■ **Extrait de page**
------------------------------------------------------------

L’opéra baroque à Hambourg : une étonnante galerie de portraits

« Orpheus » en 1998, « Croesus » en 2000.

Par deux fois, grâce à René Jacobs, les feux de la rampe ont illuminé la renaissance de l’opéra baroque allemand. Et puis, les feux se sont éteints. Et l’opéra baroque allemand est retombé dans une ombre entrecoupée seulement de quelques lueurs fugitives.

Il faut dire qu’il a eu la vie courte : moins de soixante ans, si l’on retient comme dates les plus significatives celle de la création de l’Opéra de Hambourg, en 1678, et celle de sa fermeture, en 1737.

Le fameux Theater am Gänsemarkt – Théâtre du Marché aux Oies – avait été édifié aux frais d’un conseiller municipal, et inauguré avec la représentation de « Adam und Eva » ou « Der geschaffene, gefallene und aufgerichtete Mensch »(« La Création, la Chute et le Relèvement de l’Homme »), de Johann Theile.

En dépit d’un titre aussi édifiant, l’opéra allemand à ses débuts avait dû vaincre les réticences des bien-pensants. Dix ans après, un pasteur hambourgeois devait encore justifier une activité annexe de librettiste en plaidant que l’opéra « exhorte l’âme des spectateurs à l’amour du bien et à la haine du vice ».

Le public hambourgeois, il est vrai, ne s’embarrassait pas de tels scrupules, et faisait fête à ce spectacle directement inspiré de l’opéra vénitien. Car l’opéra allemand fut d’abord italien : juxtaposition de divinités et de serviteurs burlesques, intrigues complexes, métamorphoses, aria da capo, etc. Et aussi un peu français, lorsque venait le temps de la danse et du divertissement.

Comme partout et toujours, diriger un opéra n’était pas un métier facile. Il fallait des personnalités affirmées, et, de ce côté, l’opéra de Hambourg ne fut pas en reste.

------------------------------------------------------------

■ **Données enregistrées**
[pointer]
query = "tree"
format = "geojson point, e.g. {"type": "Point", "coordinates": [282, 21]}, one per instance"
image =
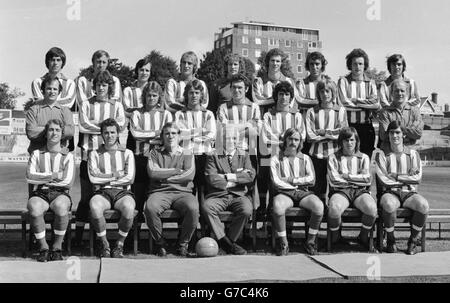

------------------------------------------------------------

■ **Objectif indiqué A**
Selon le texte sur l'opéra baroque à Hambourg, quelle œuvre fut représentée pour l'inauguration du Theater am Gänsemarkt ?
■ **Objectif indiqué B**
Rédigez la suite du texte sur l'opéra baroque à Hambourg en reprenant juste après sa dernière phrase.

■ **Bonne réponse A**
« Adam und Eva » ou « Der geschaffene, gefallene und aufgerichtete Mensch », de Johann Theile.

■ **Bonne réponse B**
A commencer par ce Johann Wolfgang Franck, réfugié à Hambourg en 1679 après avoir été accusé d’avoir, dans un accès de jalousie, blessé sa femme et assassiné un autre musicien de la cour d’Ansbach. Cela ne l’empêcha pas d’être nommé directeur du Gänsemarkt et de le rester jusqu’en 1687. On sait qu’il composa dix-sept opéras allemands, entrecoupés de traits italiens et français, dont « Die drei Töchter des Cecrops » (« Les trois filles de Cécrops »), représenté en 1680, et qui serait la plus ancienne partition complète conservée.

Ce titre lui est disputé par « Die schöne und treue Ariadne » (« La belle et fidèle Ariane ») de Johann Georg Conradi, qui succéda à Franck dans les années 1690. Cet opéra a été mis à l’honneur par le Festival de Musique ancienne de Boston en juin dernier.

Puis vint Johann Sigismund Kusser, élève de Lully à Paris pendant six ans, et qui introduit avec succès à l’opéra de Hambourg, les méthodes du surintendant. On lui connaît un caractère querelleur, et c’est après s’être fâché avec le directeur de l’opéra – un certain Jacob Kremberg – qu’il prit tout simplement sa place en 1695, pour deux ans.  

En 1697 arriva Reinhard Keiser : une grosse pointure, dont le règne allait marquer l’apogée de l’opéra baroque hambourgeois. On dit qu’il composa plus de cent-vingt opéras, dont une trentaine seulement a été conservée. Son meilleur titre de gloire est d’avoir réussi la difficile synthèse entre le lied germanique, l’aria italienne et les danses françaises. Deux enregistrements sont le témoin de la production de Keiser de cette époque : « Der geliebte Adonis » (Adonis le bien-aimé ») et « Masaniello ».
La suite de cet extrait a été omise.